____ VORGEGEBENER TEXT

Wood | Von Klaus Härtel

Rolf Kühn hat das letzte Wort

Die CLARINO-Serie »Sie haben das letzte Wort« ist zwar in Interview-Form gehalten, sie soll aber einmal andere Fragen beinhalten, als man sie aus »normalen« Interviews kennt. Durch ungewöhnliche und nicht alltägliche Fragen will die Redaktion Neues vom Künstler erfahren. Die Fragen beginnen immer gleich. Wir sind gespannt auf nicht immer gleiche Antworten…

Wann war das letzte Mal, dass Sie sich gewünscht haben, einen »ordentlichen Beruf« gewählt zu haben?

Glücklicherweise noch nie! Von Anfang an war das Interesse an Musik riesenhaft groß. Das stand schon im sehr jugendlichen Alter fest. Vorher wollte ich zwar gerne Artist werden wie mein Vater, doch mit dem ersten Klarinettenunterricht stand die Entscheidung eisenhart.

Wann war das letzte Mal, dass Sie geweint haben?

Im Juni bei der Beerdigung einer guten Freundin.

________

AUFGABEN
**1.** Welche Wörter und Wendungen stehen im Interview mit Rolf Kühn in Anführungszeichen (» «)? Nenne alle.
**2.** Setze das Interview mit Rolf Kühn nach dem letzten Satz fort, indem du weitere Fragen und Antworten im gleichen Stil ergänzt.
Für die Einträge ist hier nichts zu tun.

____ BEREITGESTELLTES MATERIAL

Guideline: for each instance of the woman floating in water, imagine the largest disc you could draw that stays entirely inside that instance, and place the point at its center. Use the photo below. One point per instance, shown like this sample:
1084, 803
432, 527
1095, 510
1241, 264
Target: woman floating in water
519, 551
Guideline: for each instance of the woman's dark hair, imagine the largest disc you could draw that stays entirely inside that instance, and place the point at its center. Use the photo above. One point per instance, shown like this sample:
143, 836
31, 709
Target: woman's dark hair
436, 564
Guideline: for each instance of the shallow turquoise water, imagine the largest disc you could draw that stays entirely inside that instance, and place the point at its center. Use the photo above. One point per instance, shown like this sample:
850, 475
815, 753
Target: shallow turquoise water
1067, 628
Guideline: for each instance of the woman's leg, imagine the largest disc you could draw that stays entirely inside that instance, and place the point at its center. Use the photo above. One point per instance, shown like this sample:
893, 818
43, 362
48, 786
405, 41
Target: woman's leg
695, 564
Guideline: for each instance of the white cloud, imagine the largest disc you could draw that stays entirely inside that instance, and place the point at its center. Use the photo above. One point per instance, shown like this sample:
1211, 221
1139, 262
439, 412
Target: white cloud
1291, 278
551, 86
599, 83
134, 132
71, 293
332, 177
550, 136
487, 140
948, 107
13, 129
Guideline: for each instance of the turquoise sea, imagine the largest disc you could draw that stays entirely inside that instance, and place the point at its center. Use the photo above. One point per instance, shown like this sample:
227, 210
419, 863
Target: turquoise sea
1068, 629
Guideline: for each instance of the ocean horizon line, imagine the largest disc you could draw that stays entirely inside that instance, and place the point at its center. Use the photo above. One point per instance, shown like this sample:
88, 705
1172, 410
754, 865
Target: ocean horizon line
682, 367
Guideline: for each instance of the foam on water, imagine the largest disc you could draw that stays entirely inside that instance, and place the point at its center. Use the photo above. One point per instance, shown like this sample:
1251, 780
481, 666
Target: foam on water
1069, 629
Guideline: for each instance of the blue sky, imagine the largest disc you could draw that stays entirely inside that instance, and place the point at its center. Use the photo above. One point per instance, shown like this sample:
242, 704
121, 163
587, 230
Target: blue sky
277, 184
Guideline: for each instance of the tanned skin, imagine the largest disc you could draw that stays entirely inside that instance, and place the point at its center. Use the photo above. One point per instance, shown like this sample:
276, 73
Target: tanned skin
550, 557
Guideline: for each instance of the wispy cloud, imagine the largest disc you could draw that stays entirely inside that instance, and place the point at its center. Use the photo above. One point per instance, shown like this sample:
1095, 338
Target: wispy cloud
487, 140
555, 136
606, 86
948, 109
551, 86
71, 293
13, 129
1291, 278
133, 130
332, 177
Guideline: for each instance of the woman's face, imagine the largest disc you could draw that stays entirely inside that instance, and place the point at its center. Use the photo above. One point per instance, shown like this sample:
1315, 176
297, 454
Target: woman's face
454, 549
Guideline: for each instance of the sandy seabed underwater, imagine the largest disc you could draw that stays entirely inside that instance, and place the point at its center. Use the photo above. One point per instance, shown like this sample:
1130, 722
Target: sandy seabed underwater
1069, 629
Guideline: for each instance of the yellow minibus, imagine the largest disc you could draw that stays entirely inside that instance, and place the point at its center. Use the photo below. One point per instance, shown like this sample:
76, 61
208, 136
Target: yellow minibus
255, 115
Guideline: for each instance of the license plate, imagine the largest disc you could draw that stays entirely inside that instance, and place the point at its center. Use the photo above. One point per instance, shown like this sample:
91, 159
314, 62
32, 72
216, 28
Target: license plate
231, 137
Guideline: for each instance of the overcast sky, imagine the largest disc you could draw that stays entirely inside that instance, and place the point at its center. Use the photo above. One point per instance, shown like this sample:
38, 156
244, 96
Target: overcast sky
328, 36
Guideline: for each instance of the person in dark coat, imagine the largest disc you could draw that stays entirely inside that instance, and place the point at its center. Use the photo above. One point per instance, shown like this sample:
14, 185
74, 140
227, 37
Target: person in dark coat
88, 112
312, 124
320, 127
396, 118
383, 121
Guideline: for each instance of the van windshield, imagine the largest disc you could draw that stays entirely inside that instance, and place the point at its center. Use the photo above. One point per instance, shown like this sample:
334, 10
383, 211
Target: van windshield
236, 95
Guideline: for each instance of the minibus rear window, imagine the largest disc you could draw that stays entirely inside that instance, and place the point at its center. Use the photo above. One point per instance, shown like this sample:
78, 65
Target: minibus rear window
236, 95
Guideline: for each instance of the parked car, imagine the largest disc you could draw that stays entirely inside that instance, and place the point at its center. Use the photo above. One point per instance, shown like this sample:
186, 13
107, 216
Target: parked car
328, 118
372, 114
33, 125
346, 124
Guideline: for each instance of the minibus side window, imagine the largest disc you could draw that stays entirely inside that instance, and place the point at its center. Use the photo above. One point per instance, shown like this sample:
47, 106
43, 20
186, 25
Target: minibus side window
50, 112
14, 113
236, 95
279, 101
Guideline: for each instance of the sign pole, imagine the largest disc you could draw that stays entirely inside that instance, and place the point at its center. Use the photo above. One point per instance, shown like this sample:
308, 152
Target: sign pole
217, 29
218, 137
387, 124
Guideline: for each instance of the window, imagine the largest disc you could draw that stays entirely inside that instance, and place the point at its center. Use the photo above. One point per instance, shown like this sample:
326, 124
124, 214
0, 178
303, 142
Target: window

________

LÖSUNGEN
**1.**
- »Sie haben das letzte Wort«
- »normalen«
- »ordentlichen Beruf«

**2.**
Wann war das letzte Mal, dass Sie in Ihrer Geburtsstadt Köln waren?

In Köln habe ich den vergangenen Jahren leider nicht mehr viel zu tun gehabt. Ich hatte zwar eine Produktion mit der WDR Big Band als Solist und auch ein Konzert im Stadtgarten, aber zu Zeiten der alten MPS-Firma war ich regelmäßig in Köln. Wir haben dort alle meine Alben produziert.

Wann war das letzte Mal, dass Sie »so richtig« Urlaub gemacht haben?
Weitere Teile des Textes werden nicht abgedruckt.